• _Records for the task_:
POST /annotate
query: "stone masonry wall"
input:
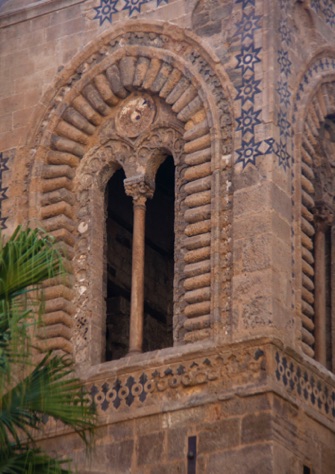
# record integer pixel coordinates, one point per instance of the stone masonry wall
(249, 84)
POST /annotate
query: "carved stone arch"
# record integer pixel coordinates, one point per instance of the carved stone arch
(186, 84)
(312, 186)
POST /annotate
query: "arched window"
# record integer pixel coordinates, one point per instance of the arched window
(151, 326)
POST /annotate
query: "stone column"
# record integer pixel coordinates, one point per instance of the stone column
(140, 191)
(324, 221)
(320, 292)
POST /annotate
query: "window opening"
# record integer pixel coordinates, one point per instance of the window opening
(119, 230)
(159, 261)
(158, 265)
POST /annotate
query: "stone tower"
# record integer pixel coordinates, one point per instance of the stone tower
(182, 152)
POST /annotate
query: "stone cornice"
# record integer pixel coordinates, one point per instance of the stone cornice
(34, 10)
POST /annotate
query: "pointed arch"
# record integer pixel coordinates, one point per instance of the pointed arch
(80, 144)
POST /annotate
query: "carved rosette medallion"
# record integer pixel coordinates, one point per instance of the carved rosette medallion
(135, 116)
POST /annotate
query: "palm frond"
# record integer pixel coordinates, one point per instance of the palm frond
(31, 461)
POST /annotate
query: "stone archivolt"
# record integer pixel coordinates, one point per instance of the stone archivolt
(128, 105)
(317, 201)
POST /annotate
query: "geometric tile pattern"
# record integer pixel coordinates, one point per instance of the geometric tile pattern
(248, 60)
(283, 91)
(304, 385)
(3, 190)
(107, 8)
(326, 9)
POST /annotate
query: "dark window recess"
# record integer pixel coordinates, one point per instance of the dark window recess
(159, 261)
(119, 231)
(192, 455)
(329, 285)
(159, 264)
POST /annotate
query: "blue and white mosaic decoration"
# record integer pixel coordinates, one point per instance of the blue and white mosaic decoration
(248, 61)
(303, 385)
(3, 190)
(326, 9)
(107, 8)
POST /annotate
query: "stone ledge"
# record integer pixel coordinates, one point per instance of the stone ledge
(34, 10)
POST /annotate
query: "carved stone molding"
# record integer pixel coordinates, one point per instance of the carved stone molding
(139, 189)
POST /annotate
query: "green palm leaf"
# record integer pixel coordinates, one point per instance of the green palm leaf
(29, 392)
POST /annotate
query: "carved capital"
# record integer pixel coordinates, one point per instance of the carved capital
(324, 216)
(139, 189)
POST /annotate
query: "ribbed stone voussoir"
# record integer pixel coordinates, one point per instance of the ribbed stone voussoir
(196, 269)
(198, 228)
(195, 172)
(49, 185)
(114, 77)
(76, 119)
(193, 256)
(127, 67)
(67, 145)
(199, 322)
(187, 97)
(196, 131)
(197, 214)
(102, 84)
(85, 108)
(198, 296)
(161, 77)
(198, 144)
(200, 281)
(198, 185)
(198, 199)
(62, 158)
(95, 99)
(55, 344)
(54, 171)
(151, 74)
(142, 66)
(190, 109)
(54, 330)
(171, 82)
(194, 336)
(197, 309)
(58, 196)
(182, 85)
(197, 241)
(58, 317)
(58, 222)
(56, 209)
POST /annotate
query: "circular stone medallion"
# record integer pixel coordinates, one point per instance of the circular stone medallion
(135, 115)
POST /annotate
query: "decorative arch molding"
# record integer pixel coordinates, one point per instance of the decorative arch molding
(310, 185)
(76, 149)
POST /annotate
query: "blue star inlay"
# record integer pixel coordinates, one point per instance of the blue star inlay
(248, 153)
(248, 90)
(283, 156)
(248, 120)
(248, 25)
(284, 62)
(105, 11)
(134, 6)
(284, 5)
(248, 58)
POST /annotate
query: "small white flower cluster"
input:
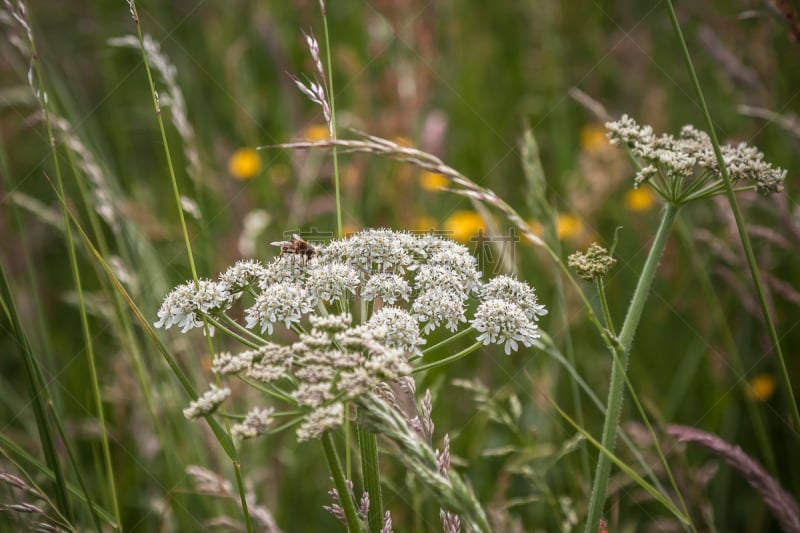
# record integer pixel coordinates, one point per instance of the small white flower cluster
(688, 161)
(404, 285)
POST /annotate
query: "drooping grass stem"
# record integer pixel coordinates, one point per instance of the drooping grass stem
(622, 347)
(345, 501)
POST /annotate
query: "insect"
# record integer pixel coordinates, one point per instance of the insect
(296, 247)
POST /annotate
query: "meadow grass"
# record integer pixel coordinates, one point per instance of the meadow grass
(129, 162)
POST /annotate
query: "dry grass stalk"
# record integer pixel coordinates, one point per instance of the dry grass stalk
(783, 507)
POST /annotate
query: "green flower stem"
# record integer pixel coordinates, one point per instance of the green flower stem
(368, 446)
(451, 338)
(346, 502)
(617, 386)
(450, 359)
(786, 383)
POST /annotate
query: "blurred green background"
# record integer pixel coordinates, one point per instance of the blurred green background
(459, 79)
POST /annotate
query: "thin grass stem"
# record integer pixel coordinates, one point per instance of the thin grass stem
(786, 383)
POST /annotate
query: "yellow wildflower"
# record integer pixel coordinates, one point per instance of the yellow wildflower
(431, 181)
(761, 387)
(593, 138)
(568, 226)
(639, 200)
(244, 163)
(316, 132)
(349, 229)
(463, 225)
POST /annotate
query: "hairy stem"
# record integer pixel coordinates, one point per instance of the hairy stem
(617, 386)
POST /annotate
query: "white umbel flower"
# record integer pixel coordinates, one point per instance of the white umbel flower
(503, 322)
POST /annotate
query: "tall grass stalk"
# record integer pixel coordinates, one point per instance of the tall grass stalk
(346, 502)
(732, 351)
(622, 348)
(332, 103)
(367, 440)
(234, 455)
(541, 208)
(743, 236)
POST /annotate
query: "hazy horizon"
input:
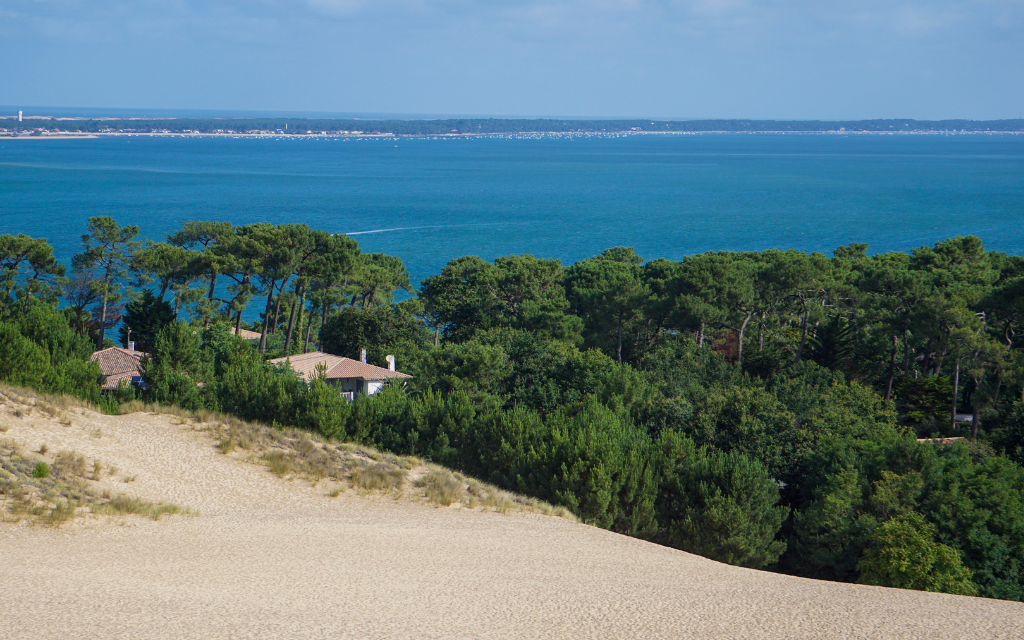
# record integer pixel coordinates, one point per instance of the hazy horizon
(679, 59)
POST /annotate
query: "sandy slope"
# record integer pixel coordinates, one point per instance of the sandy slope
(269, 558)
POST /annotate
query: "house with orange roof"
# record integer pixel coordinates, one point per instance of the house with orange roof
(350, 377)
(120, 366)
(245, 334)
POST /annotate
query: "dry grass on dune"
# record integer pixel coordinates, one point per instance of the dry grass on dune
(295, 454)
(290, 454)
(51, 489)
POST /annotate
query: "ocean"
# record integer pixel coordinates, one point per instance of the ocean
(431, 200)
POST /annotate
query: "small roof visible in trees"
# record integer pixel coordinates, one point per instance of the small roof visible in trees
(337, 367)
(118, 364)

• _Work item_: Please give back the data above word for word, with no pictures included.

• _Response to the exercise_:
POST /annotate
query: "stone masonry wall"
input:
# record integer pixel coordinates, one point per instance of the stone masonry wall
(249, 84)
POST /annotate
query: "carved stone arch"
# record integer pixel coordinates, one point per instance of the carved stone arch
(186, 84)
(312, 186)
POST /annotate
query: "arched window"
# record integer pixel coordinates, one point per instance of the arched window
(151, 326)
POST /annotate
query: "stone column"
# record integer pixel coordinates, one point per instance of the stone column
(140, 191)
(324, 221)
(320, 292)
POST /annotate
query: "window opening"
# record integer pixel coordinates, one point per instance of the window opening
(119, 230)
(159, 261)
(158, 265)
POST /annotate
query: "stone tower"
# record integer pixel coordinates, one point per instance of the stone tower
(182, 152)
POST /annotate
query: "stone cornice"
# record integer pixel coordinates, one point per instance of the stone cornice
(34, 10)
POST /annotate
query: "pointed arch"
# record integer pixel coordinates, one point per instance of the pointed arch
(80, 144)
POST /annotate
query: "carved rosette medallion"
# record integer pixel coordinates, one point per instance of the carved rosette medallion
(135, 116)
POST /annotate
query: "palm frond"
# record integer pixel coordinates, one point per instance of the palm frond
(31, 461)
POST /annotate
query: "stone archivolt"
# record integer pixel coordinates, one point per instance of the stone archivolt
(128, 105)
(317, 201)
POST /annotate
query: "geometric tile pattern"
# record integer pixel coordinates, one point per instance of the geometric tile pattern
(248, 60)
(283, 91)
(304, 385)
(3, 190)
(107, 8)
(326, 9)
POST /annotate
query: "dark window recess"
# record integer pixel coordinates, one point per instance of the dark window recess
(159, 261)
(119, 231)
(192, 455)
(329, 285)
(159, 264)
POST /annotate
query: "blue and white mosaic decoration"
# record integer pixel coordinates, one point per instance of the blue and white mosaic decoration
(248, 61)
(303, 385)
(3, 190)
(326, 9)
(107, 8)
POST /annotate
query: "stone ledge"
# record integer pixel coordinates, one point per instance of the stone ledge
(34, 10)
POST /annotate
query: "carved stone molding"
# record integer pixel coordinates, one point per instance of the carved stone molding
(139, 189)
POST /annotate
query: "green palm leaf"
# record integer pixel coordinates, one point per instance of the green palm leaf
(29, 392)
POST /annotate
query: "carved capital"
# record integer pixel coordinates, one point per instance of the carved capital
(324, 216)
(139, 189)
POST /annotate
query: "ribbed stone voussoir"
# record integer pixel coordinates, one point per instance of the ribbed stone voussoir
(196, 269)
(198, 228)
(195, 172)
(49, 185)
(114, 77)
(76, 119)
(193, 256)
(127, 67)
(67, 145)
(199, 322)
(187, 97)
(196, 131)
(197, 214)
(102, 84)
(85, 108)
(198, 296)
(161, 77)
(198, 144)
(200, 281)
(198, 185)
(198, 199)
(62, 158)
(95, 99)
(55, 344)
(54, 171)
(151, 74)
(142, 66)
(190, 109)
(54, 330)
(171, 82)
(194, 336)
(197, 309)
(58, 196)
(182, 85)
(197, 241)
(58, 317)
(58, 222)
(56, 209)
POST /annotate
query: "circular stone medallion"
# record integer pixel coordinates, one point per instance of the circular stone medallion
(135, 115)
POST /annotate
query: "decorative arch molding"
# record integer pixel coordinates, one point per instance of the decorative arch molding
(310, 185)
(76, 149)
POST /annotate
query: "blue star inlay"
# record integer pixel coordinates, one point per instance of the blue star inlay
(248, 153)
(248, 90)
(283, 156)
(248, 120)
(248, 25)
(284, 62)
(105, 11)
(134, 6)
(284, 5)
(248, 58)
POST /annotate
query: "small white flower cluster"
input:
# record integer pixel coordinates, one point per instance of the small white flower cluster
(688, 161)
(404, 285)
POST /annotate
query: "drooping grass stem"
# record integer pixel coordinates, one point per instance of the drooping grass stem
(622, 347)
(345, 501)
POST /annotate
query: "insect"
# record integer pixel coordinates, one point per instance of the insect
(296, 247)
POST /annotate
query: "meadow grass"
# record integer pixel coordinates, one point per instance of the meadow grass
(129, 162)
POST /annotate
query: "dry grass stalk"
# record integer pixel coordinates, one point per instance of the dry grass stalk
(783, 507)
POST /annotate
query: "green flower stem"
# record integer pixel coordinates, one point per instance of the green flower stem
(368, 446)
(451, 338)
(346, 502)
(617, 386)
(450, 359)
(786, 383)
POST /annotate
query: "blurred green background"
# record integer pixel coordinates, one point per instance of the blurred green background
(459, 79)
POST /annotate
query: "thin grass stem"
# record integer pixel coordinates, one point per instance of the thin grass stem
(786, 383)
POST /annotate
query: "yellow wildflower"
# record integer pixel coordinates, one point per instance of the yellow wildflower
(431, 181)
(761, 387)
(593, 138)
(568, 226)
(639, 200)
(244, 163)
(316, 132)
(349, 229)
(463, 225)
POST /annotate
query: "hairy stem"
# record integer pixel coordinates, one point per instance of the hairy stem
(617, 386)
POST /annotate
query: "white umbel flower"
# record integer pixel coordinates, one point per instance of the white umbel flower
(503, 322)
POST /annotate
query: "tall grass stalk"
# record integer pixel coordinates, one point per instance of the tall grass stalk
(346, 502)
(732, 351)
(622, 348)
(332, 103)
(367, 440)
(234, 455)
(541, 208)
(743, 236)
POST /annotate
query: "hazy horizon"
input:
# record integer pixel coordinates, one point per instance of the hazy horizon
(679, 59)
POST /annotate
query: "sandy slope"
# record integer pixel coordinates, one point per instance of the sandy slope
(269, 558)
POST /annotate
query: "house with orange roof"
# record integer pixel coordinates, one point per instance of the house with orange roof
(350, 377)
(120, 366)
(245, 334)
POST /annotate
query: "dry grass on dune"
# record integer pixel coordinates, one point per instance of the dry grass on dune
(295, 454)
(290, 454)
(51, 489)
POST /annotate
query: "ocean"
# record integer pixel coordinates, one point per instance of the ocean
(431, 200)
POST /annotate
query: "small roof visible in trees"
# record integer pixel coordinates, one point per instance of the small roof visible in trees
(337, 367)
(118, 364)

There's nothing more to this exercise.